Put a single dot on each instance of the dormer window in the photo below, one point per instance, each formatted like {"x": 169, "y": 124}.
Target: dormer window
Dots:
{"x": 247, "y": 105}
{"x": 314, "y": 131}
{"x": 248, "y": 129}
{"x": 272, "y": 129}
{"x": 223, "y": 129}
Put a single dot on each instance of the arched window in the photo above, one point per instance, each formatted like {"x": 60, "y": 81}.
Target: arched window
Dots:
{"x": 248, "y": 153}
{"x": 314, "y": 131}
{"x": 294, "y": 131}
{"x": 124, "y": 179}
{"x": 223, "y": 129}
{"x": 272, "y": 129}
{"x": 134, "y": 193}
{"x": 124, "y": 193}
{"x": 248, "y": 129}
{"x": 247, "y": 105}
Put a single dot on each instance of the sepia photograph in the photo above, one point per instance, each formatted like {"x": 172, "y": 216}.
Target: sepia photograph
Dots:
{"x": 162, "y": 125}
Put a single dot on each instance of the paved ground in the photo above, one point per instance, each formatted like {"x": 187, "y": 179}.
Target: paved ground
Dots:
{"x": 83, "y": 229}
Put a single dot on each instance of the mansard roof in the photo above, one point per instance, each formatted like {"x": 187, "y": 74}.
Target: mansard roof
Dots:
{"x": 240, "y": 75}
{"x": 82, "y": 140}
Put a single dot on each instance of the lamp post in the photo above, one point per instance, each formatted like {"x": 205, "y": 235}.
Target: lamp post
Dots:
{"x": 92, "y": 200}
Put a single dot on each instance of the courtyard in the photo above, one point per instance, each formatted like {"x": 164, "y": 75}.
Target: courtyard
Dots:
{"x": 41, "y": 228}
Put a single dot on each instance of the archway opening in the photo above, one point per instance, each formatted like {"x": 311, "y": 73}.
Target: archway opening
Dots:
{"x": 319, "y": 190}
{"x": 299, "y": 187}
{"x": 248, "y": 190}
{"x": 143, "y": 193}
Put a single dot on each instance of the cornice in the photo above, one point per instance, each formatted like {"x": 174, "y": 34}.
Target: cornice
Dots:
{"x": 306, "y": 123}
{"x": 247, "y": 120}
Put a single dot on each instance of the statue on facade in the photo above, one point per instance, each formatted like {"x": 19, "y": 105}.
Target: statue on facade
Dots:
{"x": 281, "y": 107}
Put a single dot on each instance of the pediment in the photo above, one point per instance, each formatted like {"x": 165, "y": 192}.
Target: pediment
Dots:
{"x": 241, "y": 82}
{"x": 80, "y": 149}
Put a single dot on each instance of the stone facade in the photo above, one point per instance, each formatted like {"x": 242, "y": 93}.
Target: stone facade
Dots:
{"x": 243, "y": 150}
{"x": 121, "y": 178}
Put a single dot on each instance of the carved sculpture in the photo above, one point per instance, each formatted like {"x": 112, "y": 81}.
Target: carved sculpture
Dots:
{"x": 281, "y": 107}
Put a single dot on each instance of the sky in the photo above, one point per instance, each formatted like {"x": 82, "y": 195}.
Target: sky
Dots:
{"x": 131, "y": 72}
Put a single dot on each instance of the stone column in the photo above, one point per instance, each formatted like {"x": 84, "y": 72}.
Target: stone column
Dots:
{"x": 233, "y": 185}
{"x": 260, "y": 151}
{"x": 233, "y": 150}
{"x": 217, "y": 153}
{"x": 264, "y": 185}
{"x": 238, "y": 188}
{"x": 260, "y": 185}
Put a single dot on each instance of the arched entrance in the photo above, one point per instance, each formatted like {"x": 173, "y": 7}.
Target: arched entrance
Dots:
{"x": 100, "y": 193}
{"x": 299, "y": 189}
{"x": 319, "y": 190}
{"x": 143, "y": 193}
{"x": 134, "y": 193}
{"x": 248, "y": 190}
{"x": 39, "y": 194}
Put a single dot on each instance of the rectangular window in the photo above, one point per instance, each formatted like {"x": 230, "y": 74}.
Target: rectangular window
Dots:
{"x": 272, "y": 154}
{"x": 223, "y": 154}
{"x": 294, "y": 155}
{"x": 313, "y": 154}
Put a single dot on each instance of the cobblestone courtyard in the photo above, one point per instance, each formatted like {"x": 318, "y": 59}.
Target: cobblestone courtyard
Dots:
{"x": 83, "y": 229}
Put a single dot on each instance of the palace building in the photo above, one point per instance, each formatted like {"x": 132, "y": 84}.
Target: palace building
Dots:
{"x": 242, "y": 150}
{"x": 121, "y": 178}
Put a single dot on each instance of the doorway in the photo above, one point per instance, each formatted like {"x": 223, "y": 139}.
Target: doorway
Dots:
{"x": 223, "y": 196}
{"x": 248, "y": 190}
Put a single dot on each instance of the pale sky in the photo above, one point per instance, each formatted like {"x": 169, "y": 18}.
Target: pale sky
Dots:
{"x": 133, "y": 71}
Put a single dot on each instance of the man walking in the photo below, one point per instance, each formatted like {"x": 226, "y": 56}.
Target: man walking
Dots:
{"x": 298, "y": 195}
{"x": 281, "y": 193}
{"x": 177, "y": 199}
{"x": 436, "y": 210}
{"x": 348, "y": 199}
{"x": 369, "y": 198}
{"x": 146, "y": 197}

- _TASK STATEMENT_
Starting with the line containing "Put a single dot on each instance of the cobblestone" and going on through the end of the records, rewrite those lines with "doorway" swapped for "entryway", leaving everything else unchanged.

- _CORRECT RESPONSE_
Put a single dot on each instance of the cobblestone courtyard in the photo above, one point per instance, each formatted like {"x": 318, "y": 59}.
Target: cobblestone courtyard
Dots:
{"x": 83, "y": 229}
Put a single dot on each instance of the palace building in the photo above, one point per instance, each formatted like {"x": 132, "y": 84}.
Target: palace building
Dots:
{"x": 242, "y": 150}
{"x": 121, "y": 178}
Put a single dot on each instance of the entryway in the photo above, one point per instance, each formatted like {"x": 223, "y": 139}.
Target: entryway
Dots:
{"x": 223, "y": 196}
{"x": 248, "y": 190}
Put a single dot on each instance of the pale sky in the photo above, one point per instance, each formatted like {"x": 169, "y": 18}.
Target: pale sky
Dots:
{"x": 133, "y": 71}
Put a single dot on each instance of the man walking in the photo below, one point per instance, each formatted like {"x": 226, "y": 56}.
Target: man walking
Dots:
{"x": 298, "y": 195}
{"x": 281, "y": 193}
{"x": 177, "y": 199}
{"x": 436, "y": 210}
{"x": 348, "y": 199}
{"x": 369, "y": 198}
{"x": 146, "y": 197}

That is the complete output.